Copy out each line from the start of the material below until the line with "box: [311, 375, 347, 496]", that line included.

◆ ◆ ◆

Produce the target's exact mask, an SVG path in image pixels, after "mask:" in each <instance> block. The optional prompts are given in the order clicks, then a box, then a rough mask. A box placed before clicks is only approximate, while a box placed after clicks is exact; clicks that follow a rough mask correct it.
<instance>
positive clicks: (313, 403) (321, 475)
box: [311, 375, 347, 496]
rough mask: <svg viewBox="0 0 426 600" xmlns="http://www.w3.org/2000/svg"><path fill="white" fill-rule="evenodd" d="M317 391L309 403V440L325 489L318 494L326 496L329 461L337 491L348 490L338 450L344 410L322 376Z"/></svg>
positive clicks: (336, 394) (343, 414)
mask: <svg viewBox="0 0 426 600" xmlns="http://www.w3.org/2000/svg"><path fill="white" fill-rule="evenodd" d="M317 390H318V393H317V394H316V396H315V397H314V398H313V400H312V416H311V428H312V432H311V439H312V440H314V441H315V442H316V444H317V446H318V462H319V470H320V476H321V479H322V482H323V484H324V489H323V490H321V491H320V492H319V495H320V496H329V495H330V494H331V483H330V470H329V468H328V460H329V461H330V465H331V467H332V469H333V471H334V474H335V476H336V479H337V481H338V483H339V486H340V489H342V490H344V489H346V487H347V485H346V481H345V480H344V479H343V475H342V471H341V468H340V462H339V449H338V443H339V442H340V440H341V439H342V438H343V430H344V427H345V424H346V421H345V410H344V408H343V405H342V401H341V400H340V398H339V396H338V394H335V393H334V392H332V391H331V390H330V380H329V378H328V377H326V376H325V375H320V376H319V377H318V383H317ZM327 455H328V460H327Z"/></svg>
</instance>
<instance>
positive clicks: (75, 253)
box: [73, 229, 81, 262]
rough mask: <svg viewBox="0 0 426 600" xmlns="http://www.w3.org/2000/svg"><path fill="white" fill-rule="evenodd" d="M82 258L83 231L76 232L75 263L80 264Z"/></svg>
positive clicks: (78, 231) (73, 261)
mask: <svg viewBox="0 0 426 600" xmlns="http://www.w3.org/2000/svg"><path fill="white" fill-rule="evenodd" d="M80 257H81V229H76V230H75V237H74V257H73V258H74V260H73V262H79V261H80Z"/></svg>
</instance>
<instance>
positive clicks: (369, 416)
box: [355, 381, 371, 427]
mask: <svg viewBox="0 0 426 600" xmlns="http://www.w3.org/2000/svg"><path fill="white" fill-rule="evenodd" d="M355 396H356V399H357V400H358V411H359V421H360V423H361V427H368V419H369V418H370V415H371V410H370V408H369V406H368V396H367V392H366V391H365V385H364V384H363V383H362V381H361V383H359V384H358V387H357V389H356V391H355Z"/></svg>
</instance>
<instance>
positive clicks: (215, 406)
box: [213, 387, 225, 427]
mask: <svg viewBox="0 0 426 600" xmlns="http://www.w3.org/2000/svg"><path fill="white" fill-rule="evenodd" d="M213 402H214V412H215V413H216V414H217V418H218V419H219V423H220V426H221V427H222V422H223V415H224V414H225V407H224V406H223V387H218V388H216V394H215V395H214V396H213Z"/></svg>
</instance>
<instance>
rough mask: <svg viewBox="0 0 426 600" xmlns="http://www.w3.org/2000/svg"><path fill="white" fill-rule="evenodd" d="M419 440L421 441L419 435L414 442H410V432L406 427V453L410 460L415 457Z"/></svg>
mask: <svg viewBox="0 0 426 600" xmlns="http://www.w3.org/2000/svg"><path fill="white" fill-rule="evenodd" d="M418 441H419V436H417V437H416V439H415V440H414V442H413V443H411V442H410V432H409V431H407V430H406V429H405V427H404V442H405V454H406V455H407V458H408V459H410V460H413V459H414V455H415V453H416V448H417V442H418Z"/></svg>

◆ ◆ ◆

● The completed task:
Produce the target's exact mask, an SVG path in image pixels, after "mask:" in each <instance> block. The optional prompts are given in the order clicks, then a box, then a rough mask. A box placed before clicks is only approximate, while a box placed after clicks is exact; clicks that follow a rough mask correct it.
<instance>
positive clicks: (313, 403) (321, 475)
box: [311, 375, 347, 496]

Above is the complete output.